Awesome! Okay, I'll be careful! =D

 

EDIT: Followup question! Let's say I compress my texture using a specific compression format. I'm planning on using the following formats:

 - GL_COMPRESSED_SRGB_ALPHA_S3TC_DXT1_EXT (OGL 3)

 - GL_COMPRESSED_SRGB_ALPHA_BPTC_UNORM (OGL 4)

 - GL_COMPRESSED_RG_RGTC2 (normal maps)

 

From what I understand, the implementation is free to ignore these and compress the data in some other format, or possibly even leave the data uncompressed. What would happen if I were to load data precompressed in a format that the current implementation would ignore? Would the implementation re/decompress the data into a supported format? The data is meant to be streamed in using a separate OpenGL context which works fine for uncompressed textures, but on-the-fly compression turned out to be ridiculously slow. I'm afraid that the streaming will completely break playability on some implementations.

 

The game is limited to OGL3+. I'd be happy enough if I knew that these specific formats are supported by Nvidia, AMD and possibly Intel to some extent.

| DATA RECORDS |
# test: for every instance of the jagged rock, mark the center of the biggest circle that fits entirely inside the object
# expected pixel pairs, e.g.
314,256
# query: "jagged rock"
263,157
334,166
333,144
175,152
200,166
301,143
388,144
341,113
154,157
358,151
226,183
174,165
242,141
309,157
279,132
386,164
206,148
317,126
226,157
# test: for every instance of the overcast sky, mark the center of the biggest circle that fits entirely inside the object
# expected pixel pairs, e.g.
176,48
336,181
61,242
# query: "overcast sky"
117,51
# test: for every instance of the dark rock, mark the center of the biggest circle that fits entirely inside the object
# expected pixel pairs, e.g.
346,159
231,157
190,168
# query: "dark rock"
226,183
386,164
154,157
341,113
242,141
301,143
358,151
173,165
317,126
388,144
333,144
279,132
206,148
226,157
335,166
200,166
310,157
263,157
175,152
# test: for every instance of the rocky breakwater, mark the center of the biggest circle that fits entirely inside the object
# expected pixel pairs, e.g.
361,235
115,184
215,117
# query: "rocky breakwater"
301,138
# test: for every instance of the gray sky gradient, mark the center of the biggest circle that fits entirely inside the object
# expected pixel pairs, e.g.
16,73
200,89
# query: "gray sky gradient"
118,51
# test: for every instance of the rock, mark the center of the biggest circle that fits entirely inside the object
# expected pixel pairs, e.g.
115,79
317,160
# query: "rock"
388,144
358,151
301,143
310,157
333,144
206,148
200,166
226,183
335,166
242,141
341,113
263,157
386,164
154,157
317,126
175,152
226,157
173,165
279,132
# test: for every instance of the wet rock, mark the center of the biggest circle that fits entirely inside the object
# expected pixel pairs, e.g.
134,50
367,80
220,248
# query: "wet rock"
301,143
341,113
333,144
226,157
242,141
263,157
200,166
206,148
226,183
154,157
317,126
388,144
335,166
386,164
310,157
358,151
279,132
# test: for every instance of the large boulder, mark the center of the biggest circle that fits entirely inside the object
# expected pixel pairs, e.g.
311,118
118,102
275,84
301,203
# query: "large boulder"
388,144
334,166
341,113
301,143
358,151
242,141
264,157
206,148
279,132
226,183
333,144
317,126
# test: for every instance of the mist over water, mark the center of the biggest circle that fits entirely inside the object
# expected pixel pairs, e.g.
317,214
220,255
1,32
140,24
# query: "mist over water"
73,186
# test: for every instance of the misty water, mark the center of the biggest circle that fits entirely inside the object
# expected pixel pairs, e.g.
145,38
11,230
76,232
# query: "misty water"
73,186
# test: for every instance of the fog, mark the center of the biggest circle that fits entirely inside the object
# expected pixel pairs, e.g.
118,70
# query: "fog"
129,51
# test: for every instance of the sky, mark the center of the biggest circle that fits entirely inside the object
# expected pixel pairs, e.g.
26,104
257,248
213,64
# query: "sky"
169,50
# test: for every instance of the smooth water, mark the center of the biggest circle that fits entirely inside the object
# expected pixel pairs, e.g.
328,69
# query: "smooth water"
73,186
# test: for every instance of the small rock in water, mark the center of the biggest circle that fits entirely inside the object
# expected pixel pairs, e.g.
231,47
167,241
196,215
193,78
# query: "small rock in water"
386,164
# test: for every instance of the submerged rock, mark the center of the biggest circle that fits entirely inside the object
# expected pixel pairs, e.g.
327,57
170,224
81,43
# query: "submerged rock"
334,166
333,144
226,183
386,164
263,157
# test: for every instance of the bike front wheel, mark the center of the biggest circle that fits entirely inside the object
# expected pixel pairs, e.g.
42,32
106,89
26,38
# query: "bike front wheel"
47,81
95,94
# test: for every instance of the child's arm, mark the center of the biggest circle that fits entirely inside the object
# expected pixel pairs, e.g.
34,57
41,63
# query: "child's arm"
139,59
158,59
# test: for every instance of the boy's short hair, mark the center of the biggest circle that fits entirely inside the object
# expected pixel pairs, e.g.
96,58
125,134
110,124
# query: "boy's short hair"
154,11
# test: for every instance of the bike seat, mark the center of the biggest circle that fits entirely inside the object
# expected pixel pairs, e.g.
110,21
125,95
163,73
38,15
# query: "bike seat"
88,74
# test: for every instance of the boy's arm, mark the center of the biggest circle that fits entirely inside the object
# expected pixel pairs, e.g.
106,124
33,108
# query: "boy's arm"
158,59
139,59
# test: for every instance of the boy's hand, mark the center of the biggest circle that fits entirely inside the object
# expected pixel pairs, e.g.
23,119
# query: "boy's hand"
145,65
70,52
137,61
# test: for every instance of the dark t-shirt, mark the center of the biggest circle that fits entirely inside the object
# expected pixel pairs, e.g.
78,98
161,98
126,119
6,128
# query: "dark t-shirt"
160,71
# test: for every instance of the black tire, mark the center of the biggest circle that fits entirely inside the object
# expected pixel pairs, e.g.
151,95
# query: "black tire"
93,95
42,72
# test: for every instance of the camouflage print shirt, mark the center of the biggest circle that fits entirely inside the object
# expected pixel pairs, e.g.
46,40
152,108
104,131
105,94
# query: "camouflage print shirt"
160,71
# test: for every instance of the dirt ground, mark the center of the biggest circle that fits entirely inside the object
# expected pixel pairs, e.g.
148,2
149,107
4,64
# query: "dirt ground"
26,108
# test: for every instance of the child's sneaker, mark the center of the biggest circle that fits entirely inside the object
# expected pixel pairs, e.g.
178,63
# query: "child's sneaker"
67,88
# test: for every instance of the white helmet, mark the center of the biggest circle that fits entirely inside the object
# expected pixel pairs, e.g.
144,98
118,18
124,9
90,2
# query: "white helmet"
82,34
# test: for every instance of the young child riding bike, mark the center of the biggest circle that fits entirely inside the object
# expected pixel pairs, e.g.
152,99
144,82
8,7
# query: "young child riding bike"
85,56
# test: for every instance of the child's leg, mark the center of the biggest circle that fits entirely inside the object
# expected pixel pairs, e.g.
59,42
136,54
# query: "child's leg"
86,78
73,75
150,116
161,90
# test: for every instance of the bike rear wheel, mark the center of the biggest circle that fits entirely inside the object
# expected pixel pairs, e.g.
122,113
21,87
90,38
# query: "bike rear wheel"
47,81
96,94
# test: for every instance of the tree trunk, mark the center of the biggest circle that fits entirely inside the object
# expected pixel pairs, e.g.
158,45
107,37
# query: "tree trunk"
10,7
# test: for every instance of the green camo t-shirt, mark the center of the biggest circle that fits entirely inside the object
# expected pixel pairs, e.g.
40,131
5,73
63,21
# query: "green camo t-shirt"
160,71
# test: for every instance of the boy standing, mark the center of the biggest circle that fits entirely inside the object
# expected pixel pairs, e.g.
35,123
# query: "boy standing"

| EXERCISE INSTRUCTIONS |
**1.** Answer these questions about the post on texture compression:
(a) Which compression format is planned for normal maps?
(b) What turned out to be ridiculously slow?
(c) What OpenGL version is the game limited to?
**2.** Convert the part of the entries that opens with the line containing "# test: for every instance of the boy standing, mark" and runs through the end of the entries into a Markdown table with the columns Row and Line. Number each row and leave out any blank lines.

| SOLUTIONS TO THE PROBLEMS |
**1.**
(a) GL_COMPRESSED_RG_RGTC2
(b) On-the-fly compression
(c) OGL3+

**2.**
| Row | Line |
|---|---|
| 1 | # test: for every instance of the boy standing, mark the center of the biggest circle that fits entirely inside the object |
| 2 | # expected pixel pairs, e.g. |
| 3 | 35,123 |
| 4 | # query: "boy standing" |